#### [Written task]
Only the pictures are to be left out; set down the rest of the records exactly.

#### [Records supplied]
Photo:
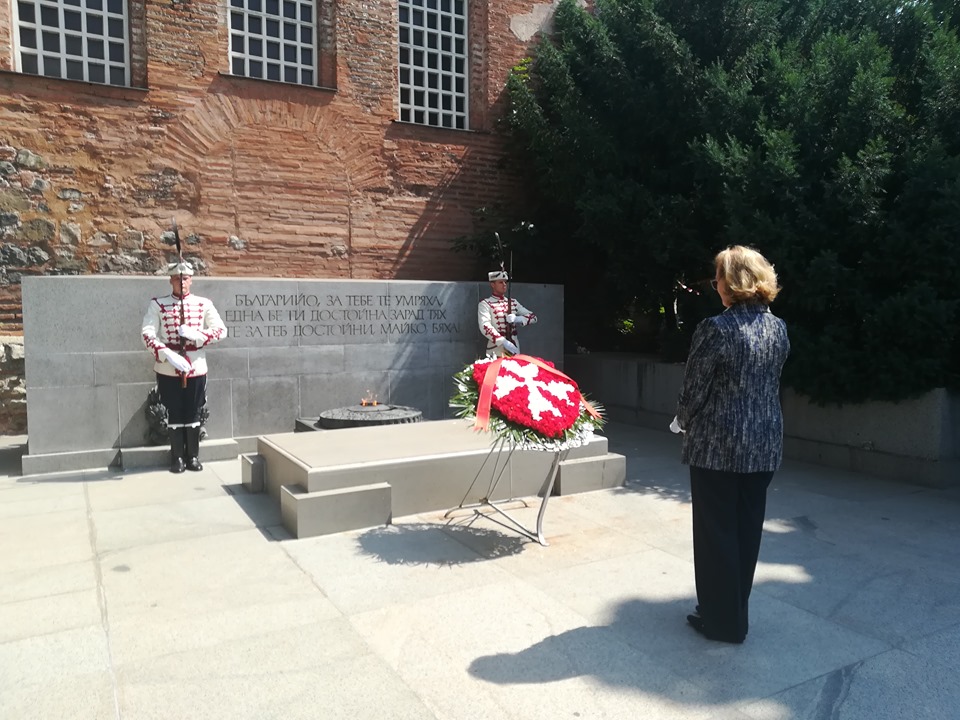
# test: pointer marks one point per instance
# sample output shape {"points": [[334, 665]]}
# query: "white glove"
{"points": [[191, 334], [178, 361]]}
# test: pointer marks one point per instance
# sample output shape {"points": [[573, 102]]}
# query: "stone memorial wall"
{"points": [[295, 348]]}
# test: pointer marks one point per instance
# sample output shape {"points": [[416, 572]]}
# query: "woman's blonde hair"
{"points": [[748, 275]]}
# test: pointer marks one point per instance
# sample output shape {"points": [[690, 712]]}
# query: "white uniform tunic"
{"points": [[491, 318], [162, 320]]}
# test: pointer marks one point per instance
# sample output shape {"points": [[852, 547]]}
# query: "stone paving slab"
{"points": [[143, 595]]}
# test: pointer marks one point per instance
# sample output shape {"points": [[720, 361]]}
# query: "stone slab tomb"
{"points": [[338, 480]]}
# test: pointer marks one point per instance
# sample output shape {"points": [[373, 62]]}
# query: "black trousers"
{"points": [[728, 512], [183, 403]]}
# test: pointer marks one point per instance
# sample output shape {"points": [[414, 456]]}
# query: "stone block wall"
{"points": [[294, 349], [13, 389]]}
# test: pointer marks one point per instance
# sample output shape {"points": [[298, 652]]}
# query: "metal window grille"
{"points": [[73, 39], [433, 63], [273, 40]]}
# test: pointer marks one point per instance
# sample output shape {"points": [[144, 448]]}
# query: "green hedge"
{"points": [[825, 134]]}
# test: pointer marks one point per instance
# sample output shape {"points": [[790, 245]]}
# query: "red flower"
{"points": [[533, 396]]}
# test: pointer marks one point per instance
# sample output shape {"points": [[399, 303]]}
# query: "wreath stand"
{"points": [[508, 521]]}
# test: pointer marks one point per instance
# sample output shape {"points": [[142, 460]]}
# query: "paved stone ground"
{"points": [[146, 595]]}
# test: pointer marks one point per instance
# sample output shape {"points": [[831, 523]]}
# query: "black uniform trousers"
{"points": [[183, 403], [728, 513]]}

#### [Exercise answer]
Photo:
# test: pointer marks one point per instance
# sample output shape {"points": [[334, 665]]}
# query: "white glove"
{"points": [[191, 334], [178, 361]]}
# test: pointer marks one point per instance
# sample output shape {"points": [[573, 102]]}
# query: "stone memorial wall"
{"points": [[295, 348]]}
# test: pointer marks one point per instance
# sample output shape {"points": [[416, 572]]}
# query: "woman's blonde hair"
{"points": [[748, 275]]}
# test: pointer marks one point per instance
# sample output shape {"points": [[690, 712]]}
# query: "white uniform tunic"
{"points": [[491, 318], [162, 320]]}
# test: pointer marks one point per instance
# sample output shape {"points": [[852, 547]]}
# query: "stone paving slab"
{"points": [[143, 595]]}
# test: pointer marks one point per instance
# sample output shape {"points": [[720, 361]]}
# query: "stone slab tomb"
{"points": [[338, 480]]}
# test: pointer marks one point per instance
# sample output shape {"points": [[373, 62]]}
# query: "black trousers"
{"points": [[728, 512], [183, 403]]}
# test: pointer marks one point per instance
# sample output shape {"points": [[414, 456]]}
# query: "stone block wall"
{"points": [[294, 349], [13, 389]]}
# test: pointer marks one point per instance
# sample output shape {"points": [[298, 652]]}
# query: "metal window grille"
{"points": [[73, 39], [433, 63], [273, 40]]}
# test: pointer marks one point per instance
# sample output shape {"points": [[144, 448]]}
# query: "green hedge"
{"points": [[825, 134]]}
# test: pointer marks one point per instance
# sample output shape {"points": [[790, 245]]}
# query: "red flower"
{"points": [[533, 396]]}
# test: pointer marks one point per instance
# sample output shape {"points": [[399, 303]]}
# query: "wreath stand"
{"points": [[508, 521]]}
# test: pointer marks one point per instance
# sample output shape {"points": [[142, 460]]}
# query: "paved stone ground"
{"points": [[146, 595]]}
# test: pointer marks one point per instance
# sample output shape {"points": [[831, 523]]}
# query: "black uniform trousers"
{"points": [[183, 403], [728, 513]]}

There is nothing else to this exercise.